Zweitens. Wir waren selbst überrascht, dass dieses Netzausbaugesetz zustimmungsfrei ist, aber die Verfassungsressorts sagen uns dies übereinstimmend.

Drittens. Wenn wir den Netzausbau beschleunigen wollen, brauchen wir einen Geist der Kooperation zwischen Bund und Ländern. Das heißt, wir werden die Diskussion mit den Ländern so führen, dass wir um ihre Zustimmung werben, und werden es nicht darauf anlegen, dass die Länder in Totalopposition gegen unseren Versuch, die Netze schneller auszubauen, arbeiten; denn dann würden wir auch nicht vorankommen. Insofern ist das ein absolut kooperativer Angang. Deshalb trifft der Chef des Kanzleramtes am Mittwoch die Chefs der Staatskanzleien, auch zur Vorbereitung des Treffens mit den Ministerpräsidenten, das wir am Freitag haben werden. Wir werden sehr darauf achten, dass wir eine gemeinsame Linie mit den Ländern finden. Deshalb ist es sehr wichtig, diesen kooperativen Geist auch wirklich deutlich zu machen. Deshalb habe ich das hier noch einmal unterstrichen.

BM DR. RÖSLER: Vielleicht kann ich Ihre Frage zum Thema der Kosten der Reserve beantworten. Es wurde schon angesprochen, dass die Bundesnetzagentur deutlich gemacht hat, dass sie nicht (ausschließen) kann, (dass) in den nächsten ‑ insbesondere den nächsten beiden ‑ Wintern Reserven zur Netzstabilisierung notwendig sind. Zum Umfang: Das wären ungefähr 1.000 Megawatt. Bisher haben wir im konventionellen Bereich ungefähr 300 Megawatt, das heißt, es gibt eine gewisse Lücke. Da war die Überlegung, diese Lücke über Reserven aus den stillgelegten und vom Netz gegangenen Kraftwerken selber zu decken. In welchem Umfang, in welchem Zustand sich die Kraftwerke befinden, muss zunächst einmal geklärt werden. Das ist jetzt Aufgabe der Fachbehörde, also der Bundesnetzagentur. Davon hängt natürlich eins zu eins auch die Kostensituation ab.

Unabhängig von den eigentlichen Größenordnungen ist klar: Diese Maßnahme dient zur Stabilisierung des Netzes und ist am Ende von den Netzbetreibern zu tragen. Das gilt im Übrigen auch in anderen Bereichen, zum Beispiel bei den Kaltreserven im konventionellen Kraftwerksbereich. Auch dort dient diese Kaltreserve zur Sicherheit, zur Netzstabilisierung, und dort sind die Kosten ebenfalls vom Netzbetreiber selber zu tragen.

FRAGE: Herr Röttgen, wenn ich Sie richtig verstanden habe, gibt es keinen stufenweisen Abschaltplan für die verbleibenden neuen Kraftwerke. Heißt das, alle diese Kraftwerke werden irgendwann in 2021 auf einmal vom Netz gehen?

● **BEREITGESTELLTES MATERIAL**
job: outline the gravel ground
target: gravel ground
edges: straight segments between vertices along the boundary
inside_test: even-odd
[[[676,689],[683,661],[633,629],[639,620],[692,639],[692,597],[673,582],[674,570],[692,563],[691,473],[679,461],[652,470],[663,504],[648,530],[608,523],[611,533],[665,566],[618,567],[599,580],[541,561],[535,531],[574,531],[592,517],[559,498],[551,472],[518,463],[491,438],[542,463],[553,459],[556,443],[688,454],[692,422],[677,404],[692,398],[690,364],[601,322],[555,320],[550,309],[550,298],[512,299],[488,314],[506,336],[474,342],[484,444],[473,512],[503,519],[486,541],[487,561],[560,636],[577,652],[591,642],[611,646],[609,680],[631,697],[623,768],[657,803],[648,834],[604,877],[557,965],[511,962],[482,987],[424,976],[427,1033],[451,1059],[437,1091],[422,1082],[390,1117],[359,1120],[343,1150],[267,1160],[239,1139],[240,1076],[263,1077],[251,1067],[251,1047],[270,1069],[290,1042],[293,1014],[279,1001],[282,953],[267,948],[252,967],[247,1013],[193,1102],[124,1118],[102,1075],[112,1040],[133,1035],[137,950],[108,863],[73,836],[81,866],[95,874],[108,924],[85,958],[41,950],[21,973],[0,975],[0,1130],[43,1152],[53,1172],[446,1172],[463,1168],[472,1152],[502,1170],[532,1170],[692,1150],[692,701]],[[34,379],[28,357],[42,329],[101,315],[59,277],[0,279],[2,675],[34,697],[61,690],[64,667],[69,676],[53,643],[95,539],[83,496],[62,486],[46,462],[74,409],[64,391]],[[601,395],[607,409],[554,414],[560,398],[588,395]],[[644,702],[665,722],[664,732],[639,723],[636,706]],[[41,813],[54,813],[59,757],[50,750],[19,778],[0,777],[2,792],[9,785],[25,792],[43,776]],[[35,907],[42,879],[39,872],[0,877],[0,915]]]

● **ERKLÄRTES ZIEL 1**
Wer muss laut dem Artikel zum Netzausbau am Ende die Kosten der Reserven zur Netzstabilisierung tragen?
● **ERKLÄRTES ZIEL 2**
Setze den Artikel über Netzausbau und Kraftwerksreserven nach seinem letzten Satz fort.

● **AUSGABE 1**
Die Netzbetreiber.

● **AUSGABE 2**
BM DR. RÖTTGEN: Nein. Zunächst einmal muss ich sagen: Wir haben das gesetzestechnisch noch nicht im Einzelnen umgesetzt und umgewandelt. (Dass alle Kraftwerke gleichzeitig vom Netz gehen), wird deshalb nicht der Fall sein, weil die Strommengen nicht ausreichen, um alle neuen Kernkraftwerke bis zu den Endzeitpunkten 2021 bzw. 2022 zu führen. Ich sagte ja, dass 32 Jahre Laufzeit zugrundegelegt worden sind. Manche bzw. die meisten dieser Kernkraftwerke haben ihr Laufzeitende nach 32 Jahren deutlich früher als 2021 und 2022. Hinzu kommen aber noch die Strommengen aus Mülheim-Kärlich und Krümmel, sodass sich aus den nach 32 Jahren endenden Laufzeiten ‑ das fängt circa 2014 bei Grafenrheinfeld an und geht bei anderen dann Jahr für Jahr hoch ‑ Verlängerungen ergeben. Das wird aber eben nicht 2021, sondern bis zu einem Zeitpunkt vor 2021 sukzessive auslaufen.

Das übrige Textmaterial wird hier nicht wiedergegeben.